== WHAT YOU HAVE TO DO ==
Each entry should be given again exactly, with any image left out.

== Saved entries ==
.....

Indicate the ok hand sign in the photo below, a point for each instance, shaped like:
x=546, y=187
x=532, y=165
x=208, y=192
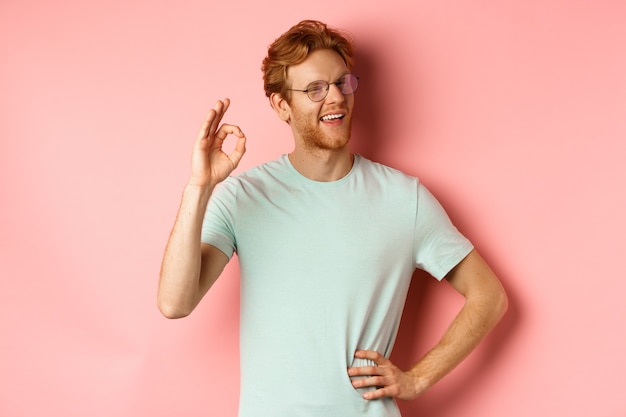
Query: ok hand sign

.....

== ANSWER TO THE PROBLEM ==
Indicate the ok hand sign in the photo below, a point for each instance, shaped like:
x=546, y=187
x=532, y=165
x=208, y=192
Query: ok hand sign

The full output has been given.